[Information given]
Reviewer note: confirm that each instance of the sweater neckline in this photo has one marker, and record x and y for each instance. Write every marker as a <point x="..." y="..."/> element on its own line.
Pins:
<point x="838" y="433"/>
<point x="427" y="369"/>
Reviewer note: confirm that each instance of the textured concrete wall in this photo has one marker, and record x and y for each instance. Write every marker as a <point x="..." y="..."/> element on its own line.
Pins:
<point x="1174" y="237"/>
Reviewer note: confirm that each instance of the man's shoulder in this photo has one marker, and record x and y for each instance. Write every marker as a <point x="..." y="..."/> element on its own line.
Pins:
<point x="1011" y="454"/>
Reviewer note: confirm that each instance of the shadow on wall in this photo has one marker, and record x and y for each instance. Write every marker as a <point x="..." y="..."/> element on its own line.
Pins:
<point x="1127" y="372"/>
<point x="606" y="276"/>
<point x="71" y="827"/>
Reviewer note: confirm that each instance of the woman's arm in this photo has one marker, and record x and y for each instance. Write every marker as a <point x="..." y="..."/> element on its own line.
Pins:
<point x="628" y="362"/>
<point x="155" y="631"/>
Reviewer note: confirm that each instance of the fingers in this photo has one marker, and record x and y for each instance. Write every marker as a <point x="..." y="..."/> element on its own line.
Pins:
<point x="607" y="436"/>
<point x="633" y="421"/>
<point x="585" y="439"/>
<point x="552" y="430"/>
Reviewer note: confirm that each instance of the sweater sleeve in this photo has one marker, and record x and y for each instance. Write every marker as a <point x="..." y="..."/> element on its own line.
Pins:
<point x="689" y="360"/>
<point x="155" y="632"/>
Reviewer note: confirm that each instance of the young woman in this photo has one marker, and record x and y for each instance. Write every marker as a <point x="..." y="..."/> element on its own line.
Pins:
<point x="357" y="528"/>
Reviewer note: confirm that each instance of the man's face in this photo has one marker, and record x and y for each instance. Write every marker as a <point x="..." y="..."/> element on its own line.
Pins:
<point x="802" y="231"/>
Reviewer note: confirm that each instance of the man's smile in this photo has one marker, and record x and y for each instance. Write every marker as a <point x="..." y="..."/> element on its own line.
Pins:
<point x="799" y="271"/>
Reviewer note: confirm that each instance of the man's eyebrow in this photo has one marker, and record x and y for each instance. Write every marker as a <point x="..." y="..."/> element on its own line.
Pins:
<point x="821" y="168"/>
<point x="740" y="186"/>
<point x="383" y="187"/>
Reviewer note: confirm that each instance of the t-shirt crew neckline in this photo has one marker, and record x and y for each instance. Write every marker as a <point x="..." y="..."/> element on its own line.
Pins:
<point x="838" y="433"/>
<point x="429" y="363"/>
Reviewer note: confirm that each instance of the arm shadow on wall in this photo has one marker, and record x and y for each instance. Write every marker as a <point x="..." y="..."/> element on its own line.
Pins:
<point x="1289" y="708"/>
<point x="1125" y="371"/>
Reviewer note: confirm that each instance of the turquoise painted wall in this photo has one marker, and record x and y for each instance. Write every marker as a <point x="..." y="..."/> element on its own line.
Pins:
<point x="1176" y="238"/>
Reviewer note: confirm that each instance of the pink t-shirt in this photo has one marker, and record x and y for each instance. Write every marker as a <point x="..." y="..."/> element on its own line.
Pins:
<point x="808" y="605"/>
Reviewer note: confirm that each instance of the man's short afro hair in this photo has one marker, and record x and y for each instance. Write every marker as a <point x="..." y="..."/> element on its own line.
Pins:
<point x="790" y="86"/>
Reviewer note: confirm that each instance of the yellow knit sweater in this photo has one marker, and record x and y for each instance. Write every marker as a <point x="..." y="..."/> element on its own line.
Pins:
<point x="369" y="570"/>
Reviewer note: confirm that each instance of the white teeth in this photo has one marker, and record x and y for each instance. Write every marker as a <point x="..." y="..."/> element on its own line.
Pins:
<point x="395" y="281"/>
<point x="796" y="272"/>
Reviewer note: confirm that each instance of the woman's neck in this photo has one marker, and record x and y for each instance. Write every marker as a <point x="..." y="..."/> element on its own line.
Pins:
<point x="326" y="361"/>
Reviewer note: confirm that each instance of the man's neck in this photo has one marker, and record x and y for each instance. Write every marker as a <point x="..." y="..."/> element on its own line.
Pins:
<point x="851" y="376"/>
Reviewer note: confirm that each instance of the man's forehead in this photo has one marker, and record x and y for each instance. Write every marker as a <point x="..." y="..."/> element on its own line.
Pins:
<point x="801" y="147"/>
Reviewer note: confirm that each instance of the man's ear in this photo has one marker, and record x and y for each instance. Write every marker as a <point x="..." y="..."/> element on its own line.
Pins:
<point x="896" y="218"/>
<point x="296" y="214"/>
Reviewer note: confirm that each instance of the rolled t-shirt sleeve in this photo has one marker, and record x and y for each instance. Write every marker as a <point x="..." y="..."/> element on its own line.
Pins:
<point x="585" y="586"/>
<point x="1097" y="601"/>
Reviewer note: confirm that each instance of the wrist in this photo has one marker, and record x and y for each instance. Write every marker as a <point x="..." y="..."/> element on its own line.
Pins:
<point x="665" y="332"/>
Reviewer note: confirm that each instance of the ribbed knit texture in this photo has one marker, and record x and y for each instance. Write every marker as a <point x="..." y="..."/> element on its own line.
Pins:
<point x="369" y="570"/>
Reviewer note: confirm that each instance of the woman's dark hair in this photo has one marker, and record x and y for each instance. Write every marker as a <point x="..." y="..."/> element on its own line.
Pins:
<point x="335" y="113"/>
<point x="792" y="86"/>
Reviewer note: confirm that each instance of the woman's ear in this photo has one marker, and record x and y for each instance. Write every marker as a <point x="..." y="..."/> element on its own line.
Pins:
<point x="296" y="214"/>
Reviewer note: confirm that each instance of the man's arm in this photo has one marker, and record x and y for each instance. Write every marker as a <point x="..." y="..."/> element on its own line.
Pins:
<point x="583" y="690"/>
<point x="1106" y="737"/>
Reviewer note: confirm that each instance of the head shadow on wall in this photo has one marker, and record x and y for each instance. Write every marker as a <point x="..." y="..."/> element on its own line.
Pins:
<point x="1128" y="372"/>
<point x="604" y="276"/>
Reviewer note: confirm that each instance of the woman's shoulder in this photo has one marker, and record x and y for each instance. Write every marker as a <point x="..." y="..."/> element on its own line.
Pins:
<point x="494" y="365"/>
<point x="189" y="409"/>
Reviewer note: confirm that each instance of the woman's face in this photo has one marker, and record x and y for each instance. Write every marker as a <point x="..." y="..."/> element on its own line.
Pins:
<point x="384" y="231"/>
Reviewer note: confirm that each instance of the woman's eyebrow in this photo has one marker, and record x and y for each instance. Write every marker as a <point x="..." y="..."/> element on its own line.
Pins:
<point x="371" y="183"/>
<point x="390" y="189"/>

[Your instructions] Starting with the line that contains "Reviewer note: confirm that each instance of the woman's face", return each line through the last one of the data above, exactly as written and nothing more.

[Worked answer]
Reviewer note: confirm that each instance of the woman's face in this photo has one marker, and record x and y for each instance. Write every marker as a <point x="..." y="..."/> element on its own line.
Pins:
<point x="384" y="231"/>
Reviewer note: confirm that each instance of the woman's eyebrow in this photo has one marker, and record x and y for each instance. Write every marker as a <point x="..." y="..."/> element on its own line.
Pins:
<point x="371" y="183"/>
<point x="390" y="189"/>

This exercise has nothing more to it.